## [PAGE]
———

Archive for the ‘Internet’ Category

A Series of Tubes

Friday, May 9th, 2008

As we all know, the internet is a series of tubes. We know this because Senator Ted Stevens said so in his June 2006 speech about net neutrality. And I quote:

Ten movies streaming across that, that Internet, and what happens to your own personal Internet? I just the other day got… an Internet was sent by my staff at 10 o’clock in the morning on Friday, I got it yesterday. Why? Because it got tangled up with all these things going on the Internet commercially.

[...] They want to deliver vast amounts of information over the Internet. And again, the Internet is not something that you just dump something on. It’s not a big truck. It’s a series of tubes. And if you don’t understand, those tubes can be filled and if they are filled, when you put your message in, it gets in line and it’s going to be delayed by anyone that puts into that tube enormous amounts of material, enormous amounts of material.

I’ll give him a bit of a break because he’s old, and old people are afraid of computers and all, but you’d think that if you’re going to give a speech on net neutrality to criticize a bill you’d at least know something about the internet. Now as nice of a lead-in as this would be for a post pointing out all the stupidity on our government, I’d rather pretend it was a good lead in for stupidity on the internet (just go along with me here, ok?).

———

## [WORK TO COMPLETE]
[1] Copy a passage of the blog post word for word: begin at the words that contain "[...] They want" and stop after "me here, ok?).".
[2] According to the blog post, in what month and year did Senator Ted Stevens give his speech about net neutrality?
The listing comes from a source other than the blog post.

## [SUPPLIED MATERIAL]
———

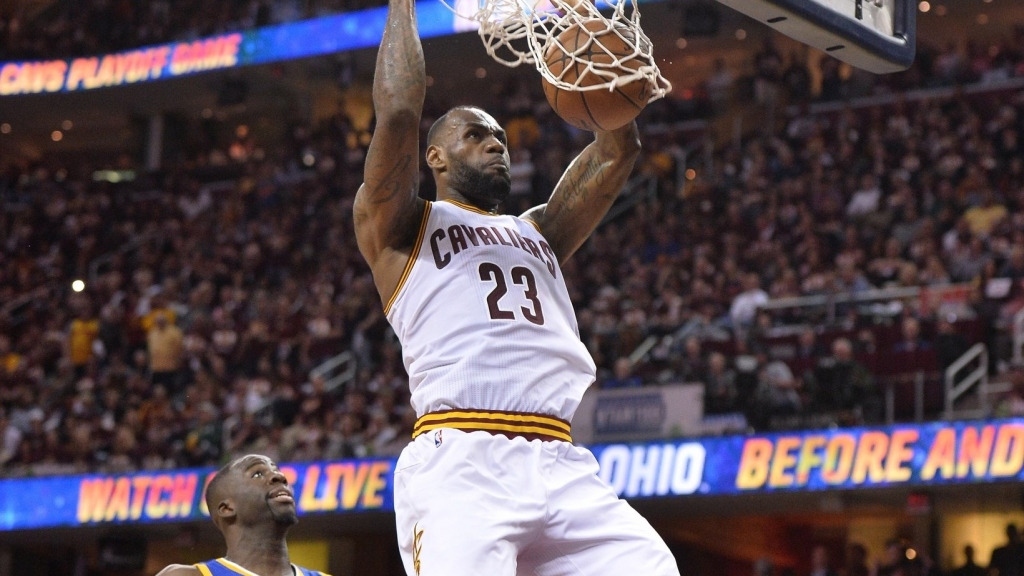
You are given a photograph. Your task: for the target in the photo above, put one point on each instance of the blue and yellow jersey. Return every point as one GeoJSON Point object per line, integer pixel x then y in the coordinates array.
{"type": "Point", "coordinates": [224, 567]}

———

## [EXPECTED RESULTS]
[1]
[...] They want to deliver vast amounts of information over the Internet. And again, the Internet is not something that you just dump something on. It’s not a big truck. It’s a series of tubes. And if you don’t understand, those tubes can be filled and if they are filled, when you put your message in, it gets in line and it’s going to be delayed by anyone that puts into that tube enormous amounts of material, enormous amounts of material.

I’ll give him a bit of a break because he’s old, and old people are afraid of computers and all, but you’d think that if you’re going to give a speech on net neutrality to criticize a bill you’d at least know something about the internet. Now as nice of a lead-in as this would be for a post pointing out all the stupidity on our government, I’d rather pretend it was a good lead in for stupidity on the internet (just go along with me here, ok?).

[2] June 2006